[Exercise description] Please rewrite the lines below as a JSON list of strings, one string per line, leaving out any blank lines.

__________________________________________________

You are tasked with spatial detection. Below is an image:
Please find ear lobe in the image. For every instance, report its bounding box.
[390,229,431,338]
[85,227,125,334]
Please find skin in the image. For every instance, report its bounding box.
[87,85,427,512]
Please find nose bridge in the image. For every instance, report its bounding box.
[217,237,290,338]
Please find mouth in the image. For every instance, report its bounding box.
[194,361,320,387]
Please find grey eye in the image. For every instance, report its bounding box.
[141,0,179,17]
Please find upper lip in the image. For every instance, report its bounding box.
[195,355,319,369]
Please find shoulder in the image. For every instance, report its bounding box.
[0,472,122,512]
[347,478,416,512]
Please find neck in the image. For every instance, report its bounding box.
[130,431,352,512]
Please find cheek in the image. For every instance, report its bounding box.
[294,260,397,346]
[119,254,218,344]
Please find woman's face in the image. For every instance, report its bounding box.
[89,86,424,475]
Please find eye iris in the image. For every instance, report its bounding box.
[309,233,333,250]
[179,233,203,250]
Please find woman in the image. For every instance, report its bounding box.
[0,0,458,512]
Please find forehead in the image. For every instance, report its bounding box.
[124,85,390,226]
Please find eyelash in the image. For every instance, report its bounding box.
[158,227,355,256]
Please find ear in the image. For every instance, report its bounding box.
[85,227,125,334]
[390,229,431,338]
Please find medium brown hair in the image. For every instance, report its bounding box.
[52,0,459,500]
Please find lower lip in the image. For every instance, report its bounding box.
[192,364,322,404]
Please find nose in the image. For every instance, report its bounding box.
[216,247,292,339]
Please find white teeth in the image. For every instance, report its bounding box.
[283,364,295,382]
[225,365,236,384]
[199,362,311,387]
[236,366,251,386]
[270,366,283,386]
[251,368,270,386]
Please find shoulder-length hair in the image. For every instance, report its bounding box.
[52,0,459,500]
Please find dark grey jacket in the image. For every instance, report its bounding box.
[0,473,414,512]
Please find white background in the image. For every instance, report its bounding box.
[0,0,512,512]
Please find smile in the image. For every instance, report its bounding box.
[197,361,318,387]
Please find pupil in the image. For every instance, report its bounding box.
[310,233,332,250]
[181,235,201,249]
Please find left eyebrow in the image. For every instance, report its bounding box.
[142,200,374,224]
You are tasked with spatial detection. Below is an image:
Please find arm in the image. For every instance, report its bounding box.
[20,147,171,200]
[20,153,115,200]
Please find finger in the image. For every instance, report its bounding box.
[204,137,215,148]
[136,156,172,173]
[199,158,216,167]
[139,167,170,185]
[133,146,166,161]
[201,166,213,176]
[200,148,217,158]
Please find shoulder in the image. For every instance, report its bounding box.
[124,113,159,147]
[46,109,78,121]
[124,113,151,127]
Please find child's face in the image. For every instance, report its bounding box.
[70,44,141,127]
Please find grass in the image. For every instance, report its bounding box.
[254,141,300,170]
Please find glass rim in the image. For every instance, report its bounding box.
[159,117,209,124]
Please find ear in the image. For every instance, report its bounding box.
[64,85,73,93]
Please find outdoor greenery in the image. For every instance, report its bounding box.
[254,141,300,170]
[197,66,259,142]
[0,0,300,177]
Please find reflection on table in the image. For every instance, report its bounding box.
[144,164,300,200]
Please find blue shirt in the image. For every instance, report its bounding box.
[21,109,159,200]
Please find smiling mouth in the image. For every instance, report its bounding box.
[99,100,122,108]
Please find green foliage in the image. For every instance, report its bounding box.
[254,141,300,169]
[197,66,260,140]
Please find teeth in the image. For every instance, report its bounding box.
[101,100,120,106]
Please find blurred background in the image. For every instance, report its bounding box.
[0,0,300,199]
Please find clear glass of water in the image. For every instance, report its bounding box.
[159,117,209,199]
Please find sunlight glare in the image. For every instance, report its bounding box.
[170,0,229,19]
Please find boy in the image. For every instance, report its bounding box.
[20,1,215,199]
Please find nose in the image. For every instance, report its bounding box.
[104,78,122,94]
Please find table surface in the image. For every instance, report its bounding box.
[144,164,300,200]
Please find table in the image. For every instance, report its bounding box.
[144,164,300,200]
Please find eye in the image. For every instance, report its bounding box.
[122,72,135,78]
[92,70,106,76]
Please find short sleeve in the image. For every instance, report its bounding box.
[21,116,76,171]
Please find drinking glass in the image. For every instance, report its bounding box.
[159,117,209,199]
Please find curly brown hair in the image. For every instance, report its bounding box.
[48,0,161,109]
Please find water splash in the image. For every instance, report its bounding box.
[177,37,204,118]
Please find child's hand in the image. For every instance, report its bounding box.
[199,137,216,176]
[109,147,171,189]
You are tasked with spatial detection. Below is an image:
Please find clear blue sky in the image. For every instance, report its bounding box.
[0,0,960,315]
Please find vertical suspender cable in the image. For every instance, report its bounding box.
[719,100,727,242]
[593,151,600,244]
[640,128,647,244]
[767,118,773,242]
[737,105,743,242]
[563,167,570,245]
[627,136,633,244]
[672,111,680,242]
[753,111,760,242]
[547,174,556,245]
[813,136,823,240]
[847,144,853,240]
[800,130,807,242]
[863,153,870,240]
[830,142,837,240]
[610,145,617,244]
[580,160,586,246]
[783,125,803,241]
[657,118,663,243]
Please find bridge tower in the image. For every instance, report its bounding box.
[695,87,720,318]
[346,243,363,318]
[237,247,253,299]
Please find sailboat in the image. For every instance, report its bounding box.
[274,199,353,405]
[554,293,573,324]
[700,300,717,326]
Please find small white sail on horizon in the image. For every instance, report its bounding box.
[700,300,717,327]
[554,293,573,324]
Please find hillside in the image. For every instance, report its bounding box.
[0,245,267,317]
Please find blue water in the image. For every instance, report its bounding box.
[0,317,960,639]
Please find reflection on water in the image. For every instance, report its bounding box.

__________________________________________________

[Task result]
[
  "You are tasked with spatial detection. Below is an image:",
  "Please find ear lobe in the image. For every instance, report its bounding box.",
  "[390,229,431,338]",
  "[85,227,125,334]",
  "Please find skin in the image. For every instance, report its bounding box.",
  "[87,85,427,512]",
  "Please find nose bridge in the image. For every instance, report its bounding box.",
  "[217,237,290,338]",
  "Please find mouth in the image. For every instance, report its bounding box.",
  "[194,361,320,387]",
  "Please find grey eye in the image. For every instance, report its bounding box.",
  "[141,0,179,17]",
  "Please find upper lip in the image. For every instance, report its bounding box.",
  "[195,355,319,369]",
  "Please find shoulder in the image. For every instance, report its bounding box.",
  "[0,472,122,512]",
  "[347,478,416,512]",
  "Please find neck in the image. For every instance, report its bounding box.",
  "[130,431,352,512]",
  "Please find cheek in the image. For every instance, report its bounding box.",
  "[294,260,397,346]",
  "[119,254,218,344]",
  "Please find woman's face in the image. For every instance, report its bounding box.",
  "[89,86,424,475]",
  "Please find eye iris in the image. For every instance, report its bounding box.",
  "[309,233,333,250]",
  "[179,233,203,250]",
  "Please find woman in the image. For every instance, report its bounding box.",
  "[0,0,458,512]",
  "Please find forehead in the image. For every instance, report its bounding box.",
  "[124,85,390,226]",
  "Please find eyelash in the image. For every instance, report its bounding box.",
  "[158,227,355,256]",
  "Please find ear in the image. For every instance, report its bounding box.",
  "[85,227,125,334]",
  "[390,229,431,338]",
  "Please find medium brown hair in the image. For every instance, report its bounding box.",
  "[52,0,459,500]",
  "Please find lower lip in the image. For every instance, report its bounding box.",
  "[192,364,322,404]",
  "Please find nose in the image. For every instance, report its bounding box.",
  "[216,247,292,339]",
  "Please find white teeth in the image. For every instance, report its bounding box.",
  "[283,364,295,382]",
  "[225,365,236,384]",
  "[199,362,311,387]",
  "[236,366,251,386]",
  "[270,366,283,386]",
  "[251,368,270,386]",
  "Please find shoulder-length hair in the image. For every instance, report its bounding box.",
  "[52,0,459,500]",
  "Please find dark grey jacket in the image. For every instance, report its bounding box.",
  "[0,473,414,512]",
  "Please find white background in the image. For every instance, report its bounding box.",
  "[0,0,512,512]",
  "Please find smile in the image. For every instance, report its bounding box.",
  "[197,361,318,387]",
  "Please find pupil in the image. For every instance, report its bounding box.",
  "[310,233,332,250]",
  "[181,235,201,249]",
  "Please find left eyebrow in the image. For every instance, report its bounding box.",
  "[142,200,374,224]",
  "You are tasked with spatial detection. Below is an image:",
  "Please find arm in the image. For every instance, report its bounding box.",
  "[20,147,171,200]",
  "[20,153,115,200]",
  "Please find finger in the image. For every instance, report its bounding box.",
  "[204,137,215,148]",
  "[136,156,172,173]",
  "[199,158,216,167]",
  "[139,167,170,185]",
  "[133,146,166,161]",
  "[201,166,213,176]",
  "[200,148,217,158]",
  "Please find shoulder in the image. For every instance, report its bounding box.",
  "[124,113,159,147]",
  "[46,109,78,121]",
  "[124,113,151,127]",
  "Please find child's face in the image. For every instance, report its bounding box.",
  "[70,44,141,127]",
  "Please find grass in the image. For every instance, report its bounding box.",
  "[254,141,300,170]",
  "Please find glass rim in the image. For every instance, report its bounding box.",
  "[159,117,209,124]",
  "Please find ear in the image. For every instance, report its bounding box.",
  "[64,85,73,93]",
  "Please find outdoor greenery in the image. For every instance, report its bounding box.",
  "[254,141,300,170]",
  "[197,66,259,142]",
  "[0,0,300,177]",
  "Please find reflection on table in the image. For every instance, report its bounding box.",
  "[144,164,300,200]",
  "Please find blue shirt in the image. For every instance, report its bounding box.",
  "[21,109,159,200]",
  "Please find smiling mouth in the image. For every instance, report its bounding box.",
  "[99,100,122,108]",
  "Please find green foliage in the image. For every instance, report its bounding box.",
  "[254,141,300,169]",
  "[197,66,260,140]",
  "Please find teeth in the image. For every instance, report its bounding box.",
  "[101,100,120,106]",
  "Please find blurred background in the image. For every instance, report its bounding box.",
  "[0,0,300,199]",
  "Please find clear glass of water in the image. For every instance, report its bounding box.",
  "[159,117,209,199]",
  "Please find sunlight glare in the image. For every instance, report its bounding box.",
  "[170,0,229,19]",
  "Please find boy in the image. For every instance, report its bounding box.",
  "[20,1,215,199]",
  "Please find nose in the image. For every instance, report its bounding box.",
  "[104,78,122,94]",
  "Please find table surface in the image. For every instance, report its bounding box.",
  "[144,164,300,200]",
  "Please find table in the image. For every instance, report its bounding box.",
  "[144,164,300,200]",
  "Please find eye in the image. For every instance, report its bounding box.",
  "[122,72,135,78]",
  "[92,70,106,76]",
  "Please find short sleeve in the image. For every instance, report its bounding box.",
  "[21,116,76,171]",
  "Please find drinking glass in the image. For every instance, report its bounding box.",
  "[159,117,209,199]",
  "Please find curly brown hair in the image. For every instance, report its bounding box.",
  "[48,0,161,109]",
  "Please find water splash in the image. For every instance, report its bounding box.",
  "[177,37,204,118]",
  "Please find child's hand in the image. For every instance, report its bounding box.",
  "[199,137,216,176]",
  "[109,147,171,189]",
  "You are tasked with spatial detection. Below is an image:",
  "Please find clear blue sky in the image. For every instance, report its bounding box.",
  "[0,0,960,315]",
  "Please find vertical suspender cable in the image. For every instance, report its bounding box.",
  "[719,100,727,242]",
  "[593,151,600,244]",
  "[640,128,647,244]",
  "[767,118,773,242]",
  "[737,105,743,242]",
  "[563,167,570,245]",
  "[627,136,633,244]",
  "[672,111,680,242]",
  "[753,111,760,242]",
  "[547,174,556,245]",
  "[813,136,823,240]",
  "[847,144,853,240]",
  "[800,130,807,242]",
  "[863,153,870,240]",
  "[830,142,837,240]",
  "[610,145,617,244]",
  "[580,160,586,246]",
  "[783,125,803,241]",
  "[657,118,663,243]",
  "Please find bridge tower in the image. For every instance, report its bounding box.",
  "[695,87,720,318]",
  "[346,243,363,318]",
  "[237,247,253,299]",
  "Please find sailboat in the image. For every instance, report its bounding box.",
  "[274,199,353,405]",
  "[554,293,573,324]",
  "[700,300,717,326]",
  "Please find small white sail on horizon in the image. For every instance, report its bounding box.",
  "[700,300,717,327]",
  "[554,293,573,324]",
  "Please find hillside in the image. For every instance, report its bounding box.",
  "[0,245,267,317]",
  "Please find blue water in the image. For every instance, report its bounding box.",
  "[0,317,960,639]",
  "Please find reflection on water in the image. For every instance, report its bounding box."
]